## Exercise 1
Answer from the Mass General testing Q&A:
(a) On what date did the Microbiology Lab's lab-developed test go live?
(b) Which commercial system was validated for use on March 23, 2020?
(c) What are the highest priorities for in-house testing?
## Exercise 2
Carry on the Mass General testing Q&A from the point where it stops.

In This Article
- Health care facilities around the world have faced an overwhelming demand for COVID-19 tests
- David Louis, MD, pathologist-in-chief, discusses how the faculty at Mass General is collaborating to expand testing capacity
- The Pathology Department is also working with local companies to develop rapid testing that can provide a diagnosis at the point of care
The scarcity of tests for COVID-19 has been widely reported in the media. The Pathology Department at Massachusetts General Hospital, in association with the Brigham & Women’s Hospital, the Broad Institute and the Ragon Institute of MGH, MIT and Harvard, has been working to create new assays to expand the number of cases that can be tested daily. In this Q&A, David Louis, MD, pathologist-in-chief at Mass General, explains how these tests are being rapidly developed.
Q: What is the scope of testing for COVID-19 currently?
Louis: Right now, all testing relates to detecting the RNA from the virus. It’s helpful to think about testing in three groups: 1) Tests that we currently have up and running at the institution; 2) tests that we could have up and running if there were an adequate supply chain from our vendors; and 3) tests that we are sending out to central reference laboratories.
Q: What has Mass General developed so far?
Louis: Through hard work from faculty, trainees and employees in our Microbiology Lab, we developed an LDT (lab-developed test) that went live on March 13, 2020, and were the first hospital in the area to have an assay set up and active. Initially, we were able to test about 25 specimens per day. By switching analytic platforms and acquiring equipment that automated RNA extraction, we were able to expand to about 160 cases per day.
Ten days later, on March 23, 2020, we were able to validate use of a commercial platform, using the Roche Cobas system, which permitted expansion to testing 300 cases per day. That system could potentially do over 1,000 tests per day, but the global demand for resources means that we cannot obtain enough kits to do so many tests. We also have two additional in-house, commercial and FDA-approved tests that at full-speed could get us to 1,000 tests per day, but the supply chain from vendors continues to be unclear for those systems.
There are a number of outside laboratories that are also available for testing. Our colleagues at the Broad Institute are working to set up a test that can do over 1,000 cases a day, and we may be able to send cases to them. There are multiple private companies that are also currently accepting testing at larger volumes, but their turnaround times are slower and their costs are higher.
Q: How does prioritization work for testing?
Louis: We have a strict prioritization list regarding which specimens are testing in house. The highest priorities are for patient management in the emergency department and on the wards, and for testing health care workers. The other, non-acute tests are a second priority.

## Available data
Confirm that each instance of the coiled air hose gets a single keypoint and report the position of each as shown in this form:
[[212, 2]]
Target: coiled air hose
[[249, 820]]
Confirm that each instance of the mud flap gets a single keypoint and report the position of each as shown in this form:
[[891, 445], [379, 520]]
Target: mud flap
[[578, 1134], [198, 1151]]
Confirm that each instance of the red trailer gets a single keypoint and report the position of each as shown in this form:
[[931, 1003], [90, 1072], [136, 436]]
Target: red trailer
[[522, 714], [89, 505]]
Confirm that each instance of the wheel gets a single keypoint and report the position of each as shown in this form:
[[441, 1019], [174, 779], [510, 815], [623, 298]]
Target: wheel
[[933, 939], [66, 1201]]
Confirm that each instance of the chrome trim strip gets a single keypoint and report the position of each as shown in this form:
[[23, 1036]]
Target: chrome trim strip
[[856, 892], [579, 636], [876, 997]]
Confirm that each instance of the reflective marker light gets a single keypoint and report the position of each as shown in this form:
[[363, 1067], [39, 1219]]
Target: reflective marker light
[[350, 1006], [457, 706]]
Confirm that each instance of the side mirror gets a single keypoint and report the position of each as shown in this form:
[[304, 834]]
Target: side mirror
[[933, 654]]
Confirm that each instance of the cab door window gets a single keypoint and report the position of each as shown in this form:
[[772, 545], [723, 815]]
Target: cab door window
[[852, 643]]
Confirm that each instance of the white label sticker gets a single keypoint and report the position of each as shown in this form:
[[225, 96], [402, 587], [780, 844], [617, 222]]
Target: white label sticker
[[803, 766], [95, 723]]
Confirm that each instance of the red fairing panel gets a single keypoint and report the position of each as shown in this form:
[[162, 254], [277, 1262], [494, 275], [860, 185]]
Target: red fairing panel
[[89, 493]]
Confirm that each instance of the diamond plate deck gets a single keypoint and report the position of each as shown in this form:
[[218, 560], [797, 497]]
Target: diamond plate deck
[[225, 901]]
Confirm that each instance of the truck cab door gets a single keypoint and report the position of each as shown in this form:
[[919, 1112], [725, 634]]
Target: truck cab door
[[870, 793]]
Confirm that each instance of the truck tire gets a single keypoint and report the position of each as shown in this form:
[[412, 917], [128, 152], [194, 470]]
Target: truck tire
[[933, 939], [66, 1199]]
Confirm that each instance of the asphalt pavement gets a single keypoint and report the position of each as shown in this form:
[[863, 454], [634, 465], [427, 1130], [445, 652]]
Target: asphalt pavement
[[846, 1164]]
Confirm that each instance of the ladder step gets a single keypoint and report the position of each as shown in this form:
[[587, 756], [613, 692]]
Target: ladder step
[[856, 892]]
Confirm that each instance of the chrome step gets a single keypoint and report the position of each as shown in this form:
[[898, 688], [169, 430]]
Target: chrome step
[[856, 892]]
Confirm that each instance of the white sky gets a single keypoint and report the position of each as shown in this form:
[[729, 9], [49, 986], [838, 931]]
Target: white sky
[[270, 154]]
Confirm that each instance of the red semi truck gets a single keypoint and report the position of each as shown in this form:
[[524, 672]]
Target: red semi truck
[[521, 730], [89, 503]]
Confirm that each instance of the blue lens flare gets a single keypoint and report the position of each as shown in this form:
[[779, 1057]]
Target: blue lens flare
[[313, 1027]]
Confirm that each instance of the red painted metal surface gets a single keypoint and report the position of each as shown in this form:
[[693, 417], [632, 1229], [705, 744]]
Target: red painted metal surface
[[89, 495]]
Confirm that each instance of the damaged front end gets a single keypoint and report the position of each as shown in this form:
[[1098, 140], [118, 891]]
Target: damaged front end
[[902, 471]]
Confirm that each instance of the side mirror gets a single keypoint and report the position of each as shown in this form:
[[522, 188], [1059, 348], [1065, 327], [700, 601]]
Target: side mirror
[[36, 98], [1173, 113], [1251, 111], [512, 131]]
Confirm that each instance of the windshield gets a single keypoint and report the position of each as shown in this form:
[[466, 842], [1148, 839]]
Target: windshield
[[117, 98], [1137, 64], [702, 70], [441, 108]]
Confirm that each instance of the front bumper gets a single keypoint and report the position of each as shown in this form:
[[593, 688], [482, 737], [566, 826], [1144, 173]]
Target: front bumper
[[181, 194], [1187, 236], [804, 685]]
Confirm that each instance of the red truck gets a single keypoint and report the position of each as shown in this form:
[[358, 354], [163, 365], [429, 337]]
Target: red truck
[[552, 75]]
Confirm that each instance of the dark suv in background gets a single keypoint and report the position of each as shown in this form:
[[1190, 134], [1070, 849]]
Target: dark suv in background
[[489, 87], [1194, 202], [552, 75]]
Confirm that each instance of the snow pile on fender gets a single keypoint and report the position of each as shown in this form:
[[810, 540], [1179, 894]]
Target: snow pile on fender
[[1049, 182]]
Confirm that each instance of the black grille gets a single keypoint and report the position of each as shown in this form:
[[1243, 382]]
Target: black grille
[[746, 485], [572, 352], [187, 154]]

## Answer section 1
(a) March 13, 2020.
(b) The Roche Cobas system.
(c) Patient management in the emergency department and on the wards, and testing health care workers.

## Answer section 2
Q: What are we doing to develop new tests?
Louis: There are three venues in which we are working to develop new assays. 1) There is progress underway in the Pathology Department at Mass General; 2) collaborations between Pathology and other academic departments at Mass General, Brigham & Women’s and the Ragon Institute; and 3) collaborations between the Pathology Department and local companies to develop new tests.
Some of these aim to detect antigens from the virus, and a number of these look promising. Others look to see if a patient has had an antibody response to the virus. Such serological tests for developing antibodies could be important to determine which people can go back to work.
We are also working with local companies on novel detection assays, for instance, quick, point-of-care diagnosis—perhaps even like a home pregnancy tests—to get you an answer right away.
Q: What are the remaining challenges to getting tests up and running?
Louis: The supply chains from vendors are a major challenge for getting reagents at the moment because of the global demand. There’s also a national shortage of transport media and the swabs we need for getting samples. We’re working with vendors to try different media and different swabs, but this could be a limiting factor for collecting samples.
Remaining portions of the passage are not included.